Frequently Asked Questions
Conference Collaboration Programme · Research Centre for English Language and Literature (RCELL)
Questions About the Programme
The following questions address the enquiries most commonly received by the editorial office from conference organisers, Guest Editors, and invited authors. Organisers who have a question not addressed here are encouraged to consult the relevant Programme Document before contacting the editorial office — the Programme Documents address most questions that arise in the application and collaboration process in considerably more detail than this page can provide.
Questions that remain unresolved after consulting the Programme Documents may be directed to the editorial office of the relevant journal through the contact details available at rcell.co.in.
About the Programme
What is the Conference Collaboration Programme?
The Conference Collaboration Programme is a formal scholarly initiative through which academic conferences may collaborate with The Criterion: An International Journal in English or Galaxy: International Multidisciplinary Research Journal to produce curated special issues. Selected conference presenters are invited to develop their work into full journal articles, which are then subject to independent double-blind peer review. Those that meet the journal’s publication standards are published as a themed special issue.

==================================================

| To be done |
**A.** In the FAQ, rewrite the part that opens with the words containing "Questions that remain" and closes with "Conference Collaboration Programme?", substituting "contact information" for "contact details".
**B.** According to the FAQ, which two journals can academic conferences collaborate with to produce special issues?

==================================================

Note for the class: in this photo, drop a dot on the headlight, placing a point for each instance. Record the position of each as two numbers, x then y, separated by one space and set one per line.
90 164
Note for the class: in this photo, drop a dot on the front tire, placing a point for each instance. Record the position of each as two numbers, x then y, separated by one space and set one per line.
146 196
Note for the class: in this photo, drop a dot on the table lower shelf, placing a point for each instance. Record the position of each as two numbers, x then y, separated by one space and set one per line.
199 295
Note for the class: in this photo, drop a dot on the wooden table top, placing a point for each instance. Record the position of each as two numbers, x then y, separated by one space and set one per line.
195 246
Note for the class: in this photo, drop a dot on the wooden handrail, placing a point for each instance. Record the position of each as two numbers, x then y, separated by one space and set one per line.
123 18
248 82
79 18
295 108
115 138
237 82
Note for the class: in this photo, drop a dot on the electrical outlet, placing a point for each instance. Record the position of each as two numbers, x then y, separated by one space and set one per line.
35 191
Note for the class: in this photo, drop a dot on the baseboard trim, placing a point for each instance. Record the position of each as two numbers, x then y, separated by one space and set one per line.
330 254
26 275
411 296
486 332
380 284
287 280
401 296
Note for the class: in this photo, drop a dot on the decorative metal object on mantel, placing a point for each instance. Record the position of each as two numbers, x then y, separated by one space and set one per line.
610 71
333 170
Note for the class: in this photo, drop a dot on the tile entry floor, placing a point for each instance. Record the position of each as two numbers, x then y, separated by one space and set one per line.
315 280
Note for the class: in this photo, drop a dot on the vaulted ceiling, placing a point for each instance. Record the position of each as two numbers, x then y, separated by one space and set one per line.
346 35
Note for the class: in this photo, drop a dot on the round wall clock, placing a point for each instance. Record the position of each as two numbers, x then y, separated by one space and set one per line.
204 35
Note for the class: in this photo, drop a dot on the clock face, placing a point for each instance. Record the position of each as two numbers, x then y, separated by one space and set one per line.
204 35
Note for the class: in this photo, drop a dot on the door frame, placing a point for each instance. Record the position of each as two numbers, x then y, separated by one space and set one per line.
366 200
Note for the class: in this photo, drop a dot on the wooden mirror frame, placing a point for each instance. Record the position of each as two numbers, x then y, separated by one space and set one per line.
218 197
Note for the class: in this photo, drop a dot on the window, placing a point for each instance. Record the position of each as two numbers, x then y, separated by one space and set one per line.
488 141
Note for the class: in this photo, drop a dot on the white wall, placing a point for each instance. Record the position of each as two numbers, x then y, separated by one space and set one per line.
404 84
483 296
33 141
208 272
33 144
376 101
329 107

==================================================

| Task results |
**A.**
Questions that remain unresolved after consulting the Programme Documents may be directed to the editorial office of the relevant journal through the contact information available at rcell.co.in.
About the Programme
What is the Conference Collaboration Programme?

**B.** The Criterion: An International Journal in English and Galaxy: International Multidisciplinary Research Journal.